▶ _ASSIGNMENT_
Below is a block of data; give all of it again word for word.

▶ _RECORDS_

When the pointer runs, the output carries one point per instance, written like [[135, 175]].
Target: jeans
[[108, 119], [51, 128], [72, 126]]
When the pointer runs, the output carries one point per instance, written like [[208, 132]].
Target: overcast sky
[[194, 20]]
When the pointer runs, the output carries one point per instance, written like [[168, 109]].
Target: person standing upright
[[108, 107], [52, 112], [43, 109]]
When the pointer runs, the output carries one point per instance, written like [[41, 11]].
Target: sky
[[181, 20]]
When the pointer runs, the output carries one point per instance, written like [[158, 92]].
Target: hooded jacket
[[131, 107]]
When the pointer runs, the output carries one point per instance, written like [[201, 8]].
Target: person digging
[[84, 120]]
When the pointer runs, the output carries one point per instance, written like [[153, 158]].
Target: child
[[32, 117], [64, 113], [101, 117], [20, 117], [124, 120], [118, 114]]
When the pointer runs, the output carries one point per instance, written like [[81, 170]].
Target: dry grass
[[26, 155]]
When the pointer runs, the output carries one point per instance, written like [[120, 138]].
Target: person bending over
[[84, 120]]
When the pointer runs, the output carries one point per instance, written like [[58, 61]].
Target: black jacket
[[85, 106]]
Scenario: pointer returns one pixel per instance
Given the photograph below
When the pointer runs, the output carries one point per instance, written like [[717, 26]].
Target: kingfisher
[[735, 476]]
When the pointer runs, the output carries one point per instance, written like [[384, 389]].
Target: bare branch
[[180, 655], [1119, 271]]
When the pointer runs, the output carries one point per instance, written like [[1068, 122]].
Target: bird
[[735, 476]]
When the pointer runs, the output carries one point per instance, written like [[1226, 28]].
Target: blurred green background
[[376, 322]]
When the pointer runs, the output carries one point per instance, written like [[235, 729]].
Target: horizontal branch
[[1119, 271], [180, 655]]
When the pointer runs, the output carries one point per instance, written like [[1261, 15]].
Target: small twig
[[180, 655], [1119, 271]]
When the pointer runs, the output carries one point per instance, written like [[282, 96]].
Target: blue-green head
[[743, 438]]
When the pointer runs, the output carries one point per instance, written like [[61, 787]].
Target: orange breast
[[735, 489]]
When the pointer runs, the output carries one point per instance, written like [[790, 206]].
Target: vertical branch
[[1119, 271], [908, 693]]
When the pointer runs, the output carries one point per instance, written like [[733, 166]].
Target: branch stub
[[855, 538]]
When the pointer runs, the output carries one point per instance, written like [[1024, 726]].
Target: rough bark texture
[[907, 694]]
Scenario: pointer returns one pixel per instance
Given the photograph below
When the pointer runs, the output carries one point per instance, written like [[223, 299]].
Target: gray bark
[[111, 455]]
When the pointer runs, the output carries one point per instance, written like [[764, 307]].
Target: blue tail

▶ _EXERCISE OUTPUT_
When the pointer runs, the output carries one point per instance, written like [[135, 175]].
Target: jeans
[[108, 119], [51, 128], [72, 126]]
When the pointer runs, the output carries one point per instance, written like [[208, 132]].
Target: overcast sky
[[194, 20]]
When the pointer runs, the output carries one point per instance, written like [[168, 109]].
Target: person standing upright
[[108, 107], [52, 112], [43, 109]]
When the pointer runs, the output carries one point per instance, written like [[41, 11]].
Target: sky
[[181, 20]]
When the pointer runs, the output carries one point per instance, written like [[158, 92]].
Target: hooded jacket
[[131, 107]]
When the pointer runs, the output carries one point per instance, written like [[201, 8]].
Target: person digging
[[84, 120]]
When the pointer runs, the output carries one point per instance, written like [[153, 158]].
Target: child
[[32, 117], [64, 113], [101, 117], [20, 117], [124, 120], [118, 114]]
When the pointer runs, the output carries one point per instance, written like [[81, 170]].
Target: dry grass
[[26, 155]]
When the pointer runs, the output carries one point per instance, written like [[120, 138]].
Target: person bending over
[[84, 120]]
When the pointer runs, the output carries one point per instance, written like [[58, 61]].
Target: black jacket
[[85, 106]]
Scenario: pointer returns one pixel per instance
Given the photograph below
When the pointer runs, the output carries one point per instance, written like [[717, 26]].
Target: kingfisher
[[735, 476]]
When the pointer runs, the output carries one point per instance, written like [[384, 389]].
Target: bare branch
[[180, 655], [1119, 271]]
When the pointer runs, the output carries one point per instance, written like [[1068, 122]].
Target: bird
[[735, 476]]
When the pointer runs, the output carries one point per instance, written like [[1226, 28]].
Target: blurred green background
[[376, 322]]
When the pointer runs, the output carries one point per instance, written like [[235, 729]].
Target: horizontal branch
[[1119, 271], [180, 655]]
When the pointer runs, the output carries one point per instance, written like [[1261, 15]].
Target: small twig
[[180, 655], [1119, 271]]
When the pointer runs, the output carries one point per instance, written like [[282, 96]].
Target: blue-green head
[[743, 438]]
When the pointer runs, the output carries one point per instance, written like [[61, 787]].
Target: orange breast
[[735, 489]]
When the pointer runs, the output carries one point per instance, written like [[790, 206]].
Target: vertical branch
[[1119, 271], [908, 693]]
When the pointer runs, the output carries one point per instance, written like [[733, 166]].
Target: branch stub
[[855, 538]]
When the pointer runs, the output carries one point per instance, written like [[1024, 726]].
Target: rough bark texture
[[907, 694]]
Scenario: pointer returns one pixel per instance
Given the photograph below
When the pointer runs, the output carries one point per instance, written like [[223, 299]].
Target: gray bark
[[111, 455]]
When the pointer runs, the output carries one point per instance, written like [[764, 307]].
Target: blue tail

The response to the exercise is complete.